──────── PAGE TEXT ────────

# Opinions on the Seymour Duncan Invader?



## couverdure (Aug 22, 2017)

I'll be getting a used Seymour Duncan Invader bridge pickup that I found at a very low price from a seller this week (it's also the Synyster Gates signature version which has chrome poles as the only difference from the regular one) and I'll put it on my basswood RG, which has stock CAP pickups.

Aside from Syn, I know that Tom DeLonge had them as the only pickup in his old signature Fender Strat models which he used live along with Mesa Boogie Triple Recs around 1999-2003.

I read that it sounds very dirty and is very high on bass and mids, so I wonder how it will affect the amp tones I'm using (or sims at least, I'm using a Recto sim with my own settings in a BOSS amp editor). I usually just stay in standard tuning and Drop D, sometimes I'll go down a half or whole step, so I'm also wondering what the pickup would sound like in high vs. low tunings.


----------



## BubbleWrap (Aug 22, 2017)

It has a lot of low end and gets "muddy" pretty easily. If you change the pole pieces out for socket head cap screws or even standard fillister screws, you'll get a much tighter sound.


----------



## Zado (Aug 22, 2017)

Worst Duncan pickup along with the Dimebucker for me


----------



## couverdure (Aug 22, 2017)

BubbleWrap said:


> It has a lot of low end and gets "muddy" pretty easily. If you change the pole pieces out for socket head cap screws or even standard fillister screws, you'll get a much tighter sound.


I'm not sure how I'll be able to find those parts and modify it to change its tone without any chances of breaking it, or even finding them. I have zero experience in this kind of thing.



Zado said:


> Worst Duncan pickup along with the Dimebucker for me


You're making me feel worried that I might get buyers' remorse, I'm trying to get myself an upgrade from the boring pickups I have on my guitar.

──────── SOURCE MATERIAL ────────

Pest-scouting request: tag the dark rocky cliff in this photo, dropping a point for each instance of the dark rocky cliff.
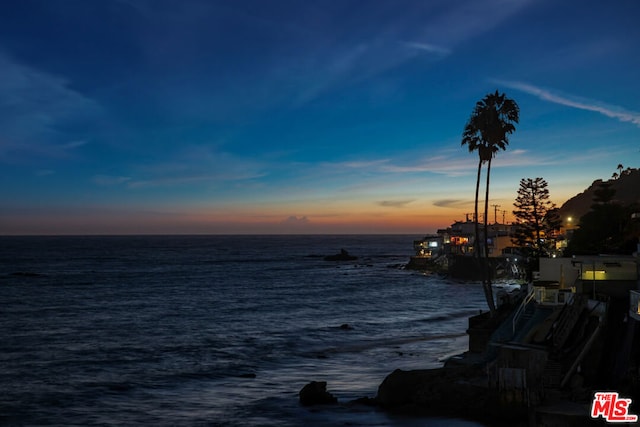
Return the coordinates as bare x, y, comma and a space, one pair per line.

────────

- **GIVEN REQUEST 1**:
Answer these questions using the forum thread about the Seymour Duncan Invader.
(a) Into which guitar will the new pickup go, and what pickups does that guitar have now?
(b) What two kinds of screws does BubbleWrap suggest in place of the pole pieces?
(c) Which other Duncan pickup does Zado rank with the Invader as the worst?
- **GIVEN REQUEST 2**: Set down word for word everything in the forum thread about the Seymour Duncan Invader, from "I read that" down to "BubbleWrap (Aug 22, 2017)".

- **EXERCISE RESPONSE 1**:
(a) A basswood RG with stock CAP pickups.
(b) Socket head cap screws or standard fillister screws.
(c) The Dimebucker.

- **EXERCISE RESPONSE 2**:
I read that it sounds very dirty and is very high on bass and mids, so I wonder how it will affect the amp tones I'm using (or sims at least, I'm using a Recto sim with my own settings in a BOSS amp editor). I usually just stay in standard tuning and Drop D, sometimes I'll go down a half or whole step, so I'm also wondering what the pickup would sound like in high vs. low tunings.


----------



## BubbleWrap (Aug 22, 2017)